• _Requirement_
Start with the line containing "Would you mind pointing out the football player in white" and write out each line through the end of the listing, exactly as given.

****************

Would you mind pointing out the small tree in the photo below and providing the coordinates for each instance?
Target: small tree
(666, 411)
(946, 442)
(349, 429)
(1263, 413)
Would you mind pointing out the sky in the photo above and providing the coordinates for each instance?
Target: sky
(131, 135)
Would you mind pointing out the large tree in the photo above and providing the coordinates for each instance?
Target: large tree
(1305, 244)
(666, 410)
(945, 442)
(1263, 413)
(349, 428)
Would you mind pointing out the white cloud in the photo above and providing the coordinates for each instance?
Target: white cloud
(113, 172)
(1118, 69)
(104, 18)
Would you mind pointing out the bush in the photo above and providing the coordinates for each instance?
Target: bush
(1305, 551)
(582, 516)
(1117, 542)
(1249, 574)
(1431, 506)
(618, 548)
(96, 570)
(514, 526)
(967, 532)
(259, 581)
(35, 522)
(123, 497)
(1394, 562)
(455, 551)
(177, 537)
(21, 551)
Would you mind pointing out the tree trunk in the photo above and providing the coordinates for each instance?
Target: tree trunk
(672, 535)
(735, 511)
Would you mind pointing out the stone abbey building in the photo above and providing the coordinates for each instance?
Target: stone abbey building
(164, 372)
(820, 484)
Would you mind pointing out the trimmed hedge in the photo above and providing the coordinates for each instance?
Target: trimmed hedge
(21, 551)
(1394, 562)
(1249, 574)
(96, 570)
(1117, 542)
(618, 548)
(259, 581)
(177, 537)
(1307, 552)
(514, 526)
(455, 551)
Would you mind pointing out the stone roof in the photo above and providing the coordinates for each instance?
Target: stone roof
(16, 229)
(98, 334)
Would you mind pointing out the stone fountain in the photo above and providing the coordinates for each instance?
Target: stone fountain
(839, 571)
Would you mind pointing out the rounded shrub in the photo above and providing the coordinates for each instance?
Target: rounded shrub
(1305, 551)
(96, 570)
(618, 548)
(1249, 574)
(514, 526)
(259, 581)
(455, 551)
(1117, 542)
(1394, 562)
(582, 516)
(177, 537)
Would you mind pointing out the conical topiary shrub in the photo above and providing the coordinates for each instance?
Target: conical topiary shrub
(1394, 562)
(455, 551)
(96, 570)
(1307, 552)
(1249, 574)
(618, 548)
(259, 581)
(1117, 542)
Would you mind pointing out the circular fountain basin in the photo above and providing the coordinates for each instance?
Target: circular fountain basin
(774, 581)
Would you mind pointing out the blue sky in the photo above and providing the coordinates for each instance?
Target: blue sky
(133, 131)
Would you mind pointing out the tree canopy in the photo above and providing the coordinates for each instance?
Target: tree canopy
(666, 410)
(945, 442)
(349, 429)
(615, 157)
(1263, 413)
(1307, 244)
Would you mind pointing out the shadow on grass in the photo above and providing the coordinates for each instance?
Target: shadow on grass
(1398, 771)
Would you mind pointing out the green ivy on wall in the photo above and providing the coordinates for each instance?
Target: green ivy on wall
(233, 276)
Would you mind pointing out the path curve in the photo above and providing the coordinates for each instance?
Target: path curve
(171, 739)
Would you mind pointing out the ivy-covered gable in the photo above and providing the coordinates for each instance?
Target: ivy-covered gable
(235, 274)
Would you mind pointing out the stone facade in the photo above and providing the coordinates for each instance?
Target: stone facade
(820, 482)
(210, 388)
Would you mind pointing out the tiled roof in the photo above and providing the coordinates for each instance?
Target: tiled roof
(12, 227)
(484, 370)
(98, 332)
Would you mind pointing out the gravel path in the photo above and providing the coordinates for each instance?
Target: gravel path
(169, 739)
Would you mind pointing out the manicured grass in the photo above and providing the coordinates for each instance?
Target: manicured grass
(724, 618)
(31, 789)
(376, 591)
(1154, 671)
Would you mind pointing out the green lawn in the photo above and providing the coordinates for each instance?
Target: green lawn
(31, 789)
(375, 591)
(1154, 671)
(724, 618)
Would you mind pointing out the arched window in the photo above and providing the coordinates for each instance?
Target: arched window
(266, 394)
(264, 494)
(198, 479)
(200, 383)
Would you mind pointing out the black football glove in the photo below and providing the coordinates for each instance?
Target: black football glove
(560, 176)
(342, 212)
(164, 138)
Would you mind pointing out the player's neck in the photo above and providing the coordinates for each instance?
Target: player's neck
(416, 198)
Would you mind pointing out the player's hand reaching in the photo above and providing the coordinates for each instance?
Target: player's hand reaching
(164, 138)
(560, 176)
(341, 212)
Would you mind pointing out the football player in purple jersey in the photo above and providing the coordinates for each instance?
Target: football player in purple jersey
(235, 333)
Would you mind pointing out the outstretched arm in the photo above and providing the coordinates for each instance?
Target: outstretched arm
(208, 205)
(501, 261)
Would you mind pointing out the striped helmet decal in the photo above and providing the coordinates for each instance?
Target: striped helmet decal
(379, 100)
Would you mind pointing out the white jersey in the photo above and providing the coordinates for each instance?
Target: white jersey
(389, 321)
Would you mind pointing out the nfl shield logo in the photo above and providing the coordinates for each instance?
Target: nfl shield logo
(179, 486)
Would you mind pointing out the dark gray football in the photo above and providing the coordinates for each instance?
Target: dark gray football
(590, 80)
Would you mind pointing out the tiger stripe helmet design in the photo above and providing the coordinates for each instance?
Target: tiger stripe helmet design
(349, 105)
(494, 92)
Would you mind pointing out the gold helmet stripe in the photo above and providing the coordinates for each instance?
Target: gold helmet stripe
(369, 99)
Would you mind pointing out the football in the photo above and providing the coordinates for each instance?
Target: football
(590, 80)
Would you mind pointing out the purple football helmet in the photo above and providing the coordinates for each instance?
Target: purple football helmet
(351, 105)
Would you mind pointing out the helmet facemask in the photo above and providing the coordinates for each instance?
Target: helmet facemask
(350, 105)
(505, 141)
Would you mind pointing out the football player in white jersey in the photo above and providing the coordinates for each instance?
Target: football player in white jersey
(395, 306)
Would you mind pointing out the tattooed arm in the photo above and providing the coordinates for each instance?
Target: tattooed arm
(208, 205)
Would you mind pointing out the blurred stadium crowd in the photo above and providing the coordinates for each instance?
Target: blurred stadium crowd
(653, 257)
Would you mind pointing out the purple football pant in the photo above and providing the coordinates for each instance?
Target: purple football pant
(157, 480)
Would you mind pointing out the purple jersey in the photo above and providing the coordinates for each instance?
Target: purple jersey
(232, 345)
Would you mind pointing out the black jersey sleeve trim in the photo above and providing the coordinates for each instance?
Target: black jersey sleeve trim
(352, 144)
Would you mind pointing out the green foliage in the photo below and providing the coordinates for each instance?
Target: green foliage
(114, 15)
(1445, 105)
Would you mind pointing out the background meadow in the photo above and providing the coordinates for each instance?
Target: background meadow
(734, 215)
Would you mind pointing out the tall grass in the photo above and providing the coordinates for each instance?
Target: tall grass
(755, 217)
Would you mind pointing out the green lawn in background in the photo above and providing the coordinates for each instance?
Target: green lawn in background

****************

• _Solution below_
Would you mind pointing out the football player in white jersey in the photo above and providing the coordinates for each instance?
Target: football player in white jersey
(395, 306)
Would you mind pointing out the tattooed arm in the photo above and providing the coordinates for each instance?
Target: tattooed arm
(208, 205)
Would you mind pointing out the blurred stadium crowd in the photo above and providing the coordinates for each instance?
Target: blurred stadium crowd
(653, 257)
Would you mind pointing out the purple football pant in the photo above and providing the coordinates for each instance?
Target: purple football pant
(157, 480)
Would you mind pointing out the purple jersey in the photo above and providing the coordinates for each instance?
Target: purple jersey
(232, 345)
Would you mind pointing out the black jersey sleeve trim in the photo above and providing the coordinates for each instance?
Target: black jersey sleeve trim
(352, 144)
Would you mind pointing out the green foliage in the photo below and providing the coordinates for each instance?
Target: green foliage
(114, 15)
(1445, 105)
Would you mind pointing out the background meadow in the photo above and providing the coordinates for each instance?
Target: background meadow
(734, 215)
Would you mind pointing out the tall grass in the photo above and providing the coordinates for each instance?
Target: tall grass
(755, 217)
Would you mind pointing out the green lawn in background in the photo above and providing the coordinates for each instance?
Target: green lawn in background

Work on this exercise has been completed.